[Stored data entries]
********

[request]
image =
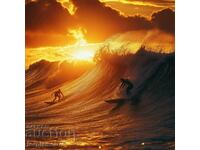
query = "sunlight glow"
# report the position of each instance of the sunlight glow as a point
(68, 4)
(79, 35)
(83, 55)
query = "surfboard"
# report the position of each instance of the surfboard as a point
(51, 103)
(117, 100)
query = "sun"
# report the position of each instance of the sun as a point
(83, 55)
(82, 49)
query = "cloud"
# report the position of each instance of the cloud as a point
(164, 20)
(102, 21)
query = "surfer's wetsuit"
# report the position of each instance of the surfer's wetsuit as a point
(128, 83)
(58, 94)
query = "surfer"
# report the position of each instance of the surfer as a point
(128, 84)
(58, 94)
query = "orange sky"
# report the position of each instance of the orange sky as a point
(60, 29)
(48, 22)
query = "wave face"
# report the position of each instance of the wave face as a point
(146, 121)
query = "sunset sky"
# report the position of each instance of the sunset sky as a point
(82, 23)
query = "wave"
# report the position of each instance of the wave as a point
(147, 118)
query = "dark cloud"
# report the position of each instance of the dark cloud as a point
(164, 20)
(47, 22)
(102, 21)
(47, 16)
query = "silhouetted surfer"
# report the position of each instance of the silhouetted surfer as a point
(58, 94)
(126, 82)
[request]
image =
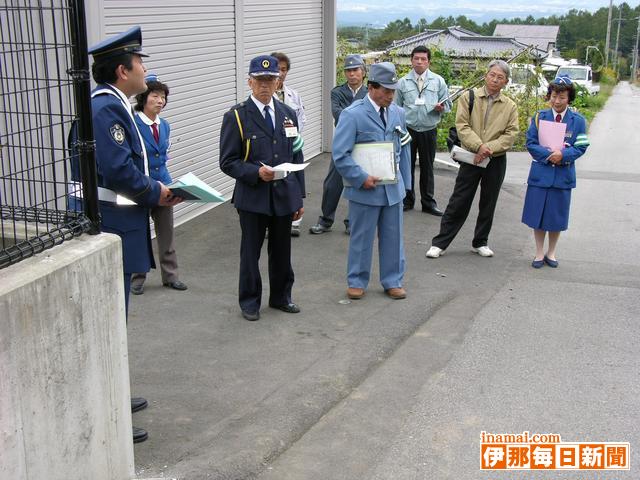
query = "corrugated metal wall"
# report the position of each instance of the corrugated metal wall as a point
(196, 47)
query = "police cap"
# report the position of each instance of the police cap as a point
(126, 42)
(384, 73)
(353, 61)
(264, 65)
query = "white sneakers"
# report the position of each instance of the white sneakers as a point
(483, 251)
(434, 252)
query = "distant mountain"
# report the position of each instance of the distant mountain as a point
(380, 18)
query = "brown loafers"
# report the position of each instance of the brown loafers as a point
(355, 293)
(397, 293)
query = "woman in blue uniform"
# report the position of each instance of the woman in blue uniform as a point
(552, 174)
(156, 133)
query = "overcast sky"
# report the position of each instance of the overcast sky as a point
(380, 12)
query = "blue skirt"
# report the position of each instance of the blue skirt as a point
(547, 208)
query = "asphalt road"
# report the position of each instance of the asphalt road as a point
(383, 389)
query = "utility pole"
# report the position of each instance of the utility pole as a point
(606, 48)
(635, 55)
(615, 53)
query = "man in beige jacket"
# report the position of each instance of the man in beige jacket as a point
(489, 132)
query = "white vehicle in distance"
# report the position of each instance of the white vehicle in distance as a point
(580, 74)
(525, 76)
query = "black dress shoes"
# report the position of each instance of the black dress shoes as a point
(318, 229)
(251, 316)
(139, 435)
(287, 308)
(177, 285)
(137, 404)
(433, 211)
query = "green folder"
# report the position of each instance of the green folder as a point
(192, 189)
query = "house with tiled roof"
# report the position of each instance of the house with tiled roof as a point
(544, 37)
(463, 46)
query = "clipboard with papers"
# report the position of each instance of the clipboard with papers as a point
(465, 156)
(192, 189)
(378, 159)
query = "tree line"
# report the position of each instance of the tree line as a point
(578, 30)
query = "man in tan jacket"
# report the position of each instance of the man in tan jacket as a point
(489, 131)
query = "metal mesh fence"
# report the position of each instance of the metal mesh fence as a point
(40, 89)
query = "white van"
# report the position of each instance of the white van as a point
(582, 75)
(523, 75)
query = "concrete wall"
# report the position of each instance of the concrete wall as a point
(64, 380)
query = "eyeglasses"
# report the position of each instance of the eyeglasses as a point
(496, 76)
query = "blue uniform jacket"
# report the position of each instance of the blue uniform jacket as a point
(279, 197)
(360, 123)
(342, 97)
(120, 165)
(157, 153)
(544, 173)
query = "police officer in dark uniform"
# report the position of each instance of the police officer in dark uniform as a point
(125, 189)
(341, 97)
(255, 136)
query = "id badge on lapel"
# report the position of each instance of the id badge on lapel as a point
(290, 130)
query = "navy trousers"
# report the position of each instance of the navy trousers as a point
(254, 226)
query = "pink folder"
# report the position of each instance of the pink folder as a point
(551, 134)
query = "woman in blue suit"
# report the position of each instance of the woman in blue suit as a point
(553, 173)
(156, 134)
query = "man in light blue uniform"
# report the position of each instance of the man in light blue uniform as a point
(372, 206)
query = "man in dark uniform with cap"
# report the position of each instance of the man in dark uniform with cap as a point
(256, 135)
(125, 189)
(341, 97)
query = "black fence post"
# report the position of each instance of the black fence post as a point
(82, 93)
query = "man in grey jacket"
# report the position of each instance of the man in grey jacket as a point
(424, 97)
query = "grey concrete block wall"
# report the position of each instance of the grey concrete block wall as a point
(64, 379)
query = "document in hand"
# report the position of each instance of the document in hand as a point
(378, 159)
(192, 189)
(284, 169)
(551, 134)
(465, 156)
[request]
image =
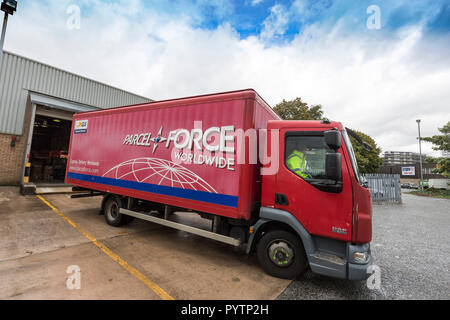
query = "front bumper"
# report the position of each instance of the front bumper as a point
(358, 271)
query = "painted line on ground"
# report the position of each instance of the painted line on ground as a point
(133, 271)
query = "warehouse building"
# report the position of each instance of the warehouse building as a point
(37, 102)
(401, 157)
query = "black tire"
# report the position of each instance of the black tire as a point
(112, 215)
(290, 255)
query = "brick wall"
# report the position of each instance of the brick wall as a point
(11, 158)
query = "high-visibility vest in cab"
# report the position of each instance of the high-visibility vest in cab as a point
(297, 163)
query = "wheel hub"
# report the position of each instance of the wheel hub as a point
(281, 253)
(114, 210)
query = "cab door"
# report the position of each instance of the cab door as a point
(321, 212)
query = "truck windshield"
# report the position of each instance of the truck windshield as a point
(351, 152)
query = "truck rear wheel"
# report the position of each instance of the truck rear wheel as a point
(281, 254)
(112, 215)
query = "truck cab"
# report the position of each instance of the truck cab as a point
(326, 206)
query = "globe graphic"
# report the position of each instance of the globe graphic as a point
(158, 171)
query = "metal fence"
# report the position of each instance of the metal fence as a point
(384, 187)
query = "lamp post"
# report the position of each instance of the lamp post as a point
(8, 6)
(420, 156)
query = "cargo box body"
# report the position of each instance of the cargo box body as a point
(131, 151)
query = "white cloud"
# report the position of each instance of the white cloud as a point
(276, 23)
(378, 86)
(256, 2)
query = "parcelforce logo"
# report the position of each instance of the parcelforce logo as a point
(183, 138)
(339, 230)
(81, 126)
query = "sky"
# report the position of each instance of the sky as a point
(376, 66)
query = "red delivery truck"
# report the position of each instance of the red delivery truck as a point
(288, 190)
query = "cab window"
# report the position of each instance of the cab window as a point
(305, 155)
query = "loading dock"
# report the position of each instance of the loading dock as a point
(30, 90)
(48, 142)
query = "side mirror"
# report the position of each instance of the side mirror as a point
(333, 166)
(333, 139)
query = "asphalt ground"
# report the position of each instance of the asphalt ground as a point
(411, 245)
(139, 261)
(41, 238)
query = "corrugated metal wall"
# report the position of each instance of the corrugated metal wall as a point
(19, 75)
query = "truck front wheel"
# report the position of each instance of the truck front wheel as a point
(281, 254)
(112, 215)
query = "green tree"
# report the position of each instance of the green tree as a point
(298, 110)
(441, 142)
(368, 160)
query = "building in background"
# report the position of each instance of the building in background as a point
(445, 154)
(411, 172)
(37, 102)
(401, 157)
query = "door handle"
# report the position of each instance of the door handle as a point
(281, 199)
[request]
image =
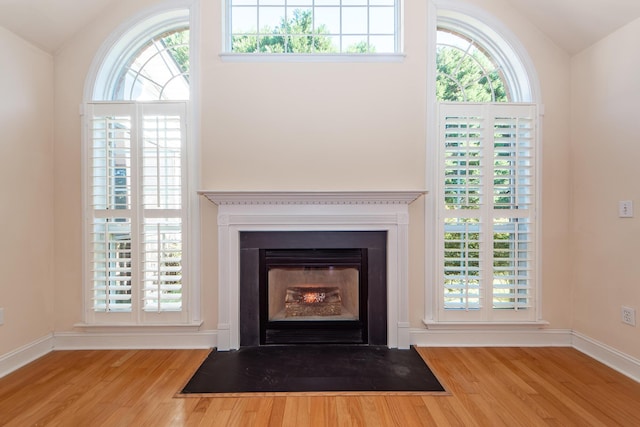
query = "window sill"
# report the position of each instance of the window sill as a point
(435, 325)
(311, 57)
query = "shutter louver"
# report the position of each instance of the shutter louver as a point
(111, 253)
(136, 202)
(162, 168)
(162, 265)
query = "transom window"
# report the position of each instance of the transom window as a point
(313, 26)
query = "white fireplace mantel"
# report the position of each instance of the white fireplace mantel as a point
(310, 197)
(313, 211)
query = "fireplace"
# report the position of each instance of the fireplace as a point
(302, 287)
(241, 213)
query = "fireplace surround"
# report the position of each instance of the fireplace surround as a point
(311, 287)
(348, 211)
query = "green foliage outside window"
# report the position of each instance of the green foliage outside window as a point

********

Extract every line above containing the word "foliage".

TASK SOLUTION
query = "green foliage outside window"
# report the position of each instance of the green foliage outside window as a point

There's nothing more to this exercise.